EXERCISE PROMPT: Each entry below must be repeated word for word.

╭─ RECORDS PROVIDED

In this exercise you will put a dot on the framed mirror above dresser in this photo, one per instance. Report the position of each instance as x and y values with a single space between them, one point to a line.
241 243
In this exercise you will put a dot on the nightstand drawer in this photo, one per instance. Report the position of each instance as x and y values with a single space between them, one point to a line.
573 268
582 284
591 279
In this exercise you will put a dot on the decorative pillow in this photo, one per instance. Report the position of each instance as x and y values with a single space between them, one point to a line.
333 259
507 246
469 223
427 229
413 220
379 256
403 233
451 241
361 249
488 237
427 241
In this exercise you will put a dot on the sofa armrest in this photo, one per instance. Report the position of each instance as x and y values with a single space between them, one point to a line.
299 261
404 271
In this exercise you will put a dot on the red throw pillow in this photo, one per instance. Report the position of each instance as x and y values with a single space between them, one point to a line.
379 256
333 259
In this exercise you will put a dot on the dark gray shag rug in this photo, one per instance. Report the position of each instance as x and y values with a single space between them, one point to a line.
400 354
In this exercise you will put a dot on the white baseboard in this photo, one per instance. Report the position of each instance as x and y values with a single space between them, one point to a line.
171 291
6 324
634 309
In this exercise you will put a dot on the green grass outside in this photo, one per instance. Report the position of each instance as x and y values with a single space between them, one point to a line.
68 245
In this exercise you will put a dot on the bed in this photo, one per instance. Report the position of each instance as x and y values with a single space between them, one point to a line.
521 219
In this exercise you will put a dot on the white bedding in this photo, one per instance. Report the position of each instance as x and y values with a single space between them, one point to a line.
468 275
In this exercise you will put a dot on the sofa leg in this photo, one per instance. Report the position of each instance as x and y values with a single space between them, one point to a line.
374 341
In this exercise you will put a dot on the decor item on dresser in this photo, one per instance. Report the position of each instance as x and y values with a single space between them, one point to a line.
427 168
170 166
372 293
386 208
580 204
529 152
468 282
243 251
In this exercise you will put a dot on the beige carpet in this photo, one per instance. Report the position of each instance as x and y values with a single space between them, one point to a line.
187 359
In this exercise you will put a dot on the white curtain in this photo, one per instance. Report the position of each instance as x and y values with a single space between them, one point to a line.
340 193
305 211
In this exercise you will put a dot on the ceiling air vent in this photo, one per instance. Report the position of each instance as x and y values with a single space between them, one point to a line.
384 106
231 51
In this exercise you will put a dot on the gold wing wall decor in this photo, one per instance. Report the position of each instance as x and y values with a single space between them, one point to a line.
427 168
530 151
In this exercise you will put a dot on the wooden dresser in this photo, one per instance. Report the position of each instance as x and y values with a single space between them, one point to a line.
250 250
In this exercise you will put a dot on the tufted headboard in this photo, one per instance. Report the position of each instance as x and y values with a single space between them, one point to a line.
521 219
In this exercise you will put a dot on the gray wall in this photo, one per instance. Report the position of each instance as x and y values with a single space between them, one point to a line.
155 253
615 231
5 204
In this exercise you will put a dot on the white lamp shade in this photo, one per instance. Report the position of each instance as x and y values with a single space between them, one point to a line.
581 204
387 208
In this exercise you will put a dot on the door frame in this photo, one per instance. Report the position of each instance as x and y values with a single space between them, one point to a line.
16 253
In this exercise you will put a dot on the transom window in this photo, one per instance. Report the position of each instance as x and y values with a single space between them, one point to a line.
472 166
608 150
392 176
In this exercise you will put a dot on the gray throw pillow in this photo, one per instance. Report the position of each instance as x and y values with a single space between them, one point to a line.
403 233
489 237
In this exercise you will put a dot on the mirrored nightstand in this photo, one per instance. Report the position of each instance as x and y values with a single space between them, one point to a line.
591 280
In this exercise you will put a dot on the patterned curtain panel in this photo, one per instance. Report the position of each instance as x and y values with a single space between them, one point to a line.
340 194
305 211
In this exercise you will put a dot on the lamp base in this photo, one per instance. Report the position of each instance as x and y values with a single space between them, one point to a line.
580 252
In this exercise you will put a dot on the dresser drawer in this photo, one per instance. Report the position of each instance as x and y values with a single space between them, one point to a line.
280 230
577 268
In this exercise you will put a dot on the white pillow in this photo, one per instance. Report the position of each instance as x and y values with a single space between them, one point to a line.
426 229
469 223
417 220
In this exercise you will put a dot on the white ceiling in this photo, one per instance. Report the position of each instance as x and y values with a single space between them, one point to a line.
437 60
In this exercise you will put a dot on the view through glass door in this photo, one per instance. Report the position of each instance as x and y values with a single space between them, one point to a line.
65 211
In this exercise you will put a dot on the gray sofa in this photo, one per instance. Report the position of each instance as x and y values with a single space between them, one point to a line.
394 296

╰─

EXERCISE OUTPUT:
In this exercise you will put a dot on the framed mirror above dresser in this photo, one per instance. Report the position of each instance as x and y values with a single space between them, one point to a line.
241 243
In this exercise you will put a dot on the nightstand drawer in this photo, one per instance. Report the position of each instance as x and y values with a single space between them, one point to a line.
573 268
582 284
591 279
In this exercise you will put a dot on the decorative pillow in this photo, one per instance. Report the position of each instance as x and y values with a single space between them, one point to a line.
333 259
507 246
469 223
427 229
413 220
379 256
403 233
451 241
361 249
488 237
427 241
In this exercise you will put a dot on the sofa armrest in this photo, one per instance. Report the position of each instance as x and y values with a single space between them, one point to a line.
299 261
404 271
In this exercise you will put a dot on the red throw pillow in this photo, one per instance. Report the position of each instance as x and y values with a single space between them, one point to a line.
379 256
333 259
In this exercise you will put a dot on the dark gray shag rug in this photo, one per instance. Report the position of each instance as x and y values with a single space between them, one point to a line.
400 354
In this exercise you will put a dot on the white baseboard in this photo, one per instance. Report the position of each instance as x and y values with a single space between them, one point to a line.
171 291
6 324
634 309
In this exercise you will put a dot on the green grass outside in this photo, one per instance. Report the position of each instance as x and y values with a single space between them, one point to a line.
68 245
In this exercise you will put a dot on the bed in this photo, one per instance. Report the position of each instance as x and y values with a single space between them, one point to a line.
521 219
In this exercise you will put a dot on the white bedding in this photo, one per instance. Report the position of each instance as x and y values with a single space between them, one point to a line.
468 275
In this exercise you will put a dot on the sofa leg in this photo, one per instance. Report the position of each instance as x and y values with a single space between them, one point to a line.
374 341
In this exercise you will put a dot on the decor item on dresser in this photo, one per instance. Report the position of each instance as x and y values with a single space between them, one point to a line.
427 168
170 166
372 293
386 208
580 204
529 152
468 282
243 251
In this exercise you will put a dot on the beige carpet in this photo, one per instance. Report the position of each instance as x and y values with a single space between them, one point to a line.
187 359
In this exercise you will put a dot on the white curtain in this photo, one per instance. Report the position of each instance as x and y values with a single space between them, one point to a line.
340 193
305 211
In this exercise you will put a dot on the ceiling air vent in this photo, one per instance. Report the position of each instance as x and y values with a single space between them, one point to a line.
384 106
231 51
In this exercise you will put a dot on the gold wing wall decor in this photo, one per instance. Report the position of each instance as x and y values with a single space between them, one point to a line.
427 168
530 151
In this exercise you will put a dot on the wooden dresser in this photo, one per instance. Report the position of each instance as x and y values with a single space between them, one point to a line.
250 250
In this exercise you will put a dot on the tufted headboard in this photo, one per instance. Report the position of each instance as x and y values with a single space between them, one point to a line.
521 219
In this exercise you will put a dot on the gray wall in this photo, one per instance. Report the position of each instance as x and y values with a single space between them, one point to a line.
155 253
615 231
5 204
In this exercise you will put a dot on the white lamp shade in this photo, one per instance. Report the position of each instance as x and y values with a single space between them, one point to a line.
581 204
387 208
In this exercise you will put a dot on the door frame in this photo, one per instance. Report the position of each instance as x and y values with a single space between them, one point to a line.
16 253
In this exercise you will put a dot on the transom window in this photo, one per instance. Report the position of each instance as x and y values with a single space between them, one point to a line.
472 166
608 150
392 176
In this exercise you will put a dot on the gray throw pillow in this photo, one per instance. Report the position of each instance as x and y values with a single space between them, one point to a line.
403 233
489 237
In this exercise you will put a dot on the mirrored nightstand in this photo, one per instance. Report the position of each instance as x and y values with a single space between them, one point to a line.
591 280
In this exercise you will put a dot on the patterned curtain panel in this photo, one per instance. Report the position of each instance as x and y values with a single space between them, one point to a line.
340 194
305 211
In this exercise you will put a dot on the lamp base in this photo, one per instance. Report the position of each instance as x and y values with a single space between them, one point to a line.
580 252
In this exercise you will put a dot on the dresser drawer in this photo, one per instance. Report the position of each instance as x and y values with a single space between them, one point to a line.
280 230
577 268
In this exercise you will put a dot on the white pillow in this photo, one per instance. Report the position of each instance as x and y values with a single space between them, one point to a line.
426 229
469 223
417 220
In this exercise you will put a dot on the white ceiling in this photo, one per instance. Report the position of each instance as x and y values with a single space between them, one point to a line.
437 60
In this exercise you will put a dot on the view through glass door in this photo, one per instance. Report the position of each instance as x and y values with a single space between them, one point to a line.
65 211
In this exercise you will put a dot on the gray sofa in this photo, one per instance. Report the position of each instance as x and y values with a single space between them, one point to a line.
394 296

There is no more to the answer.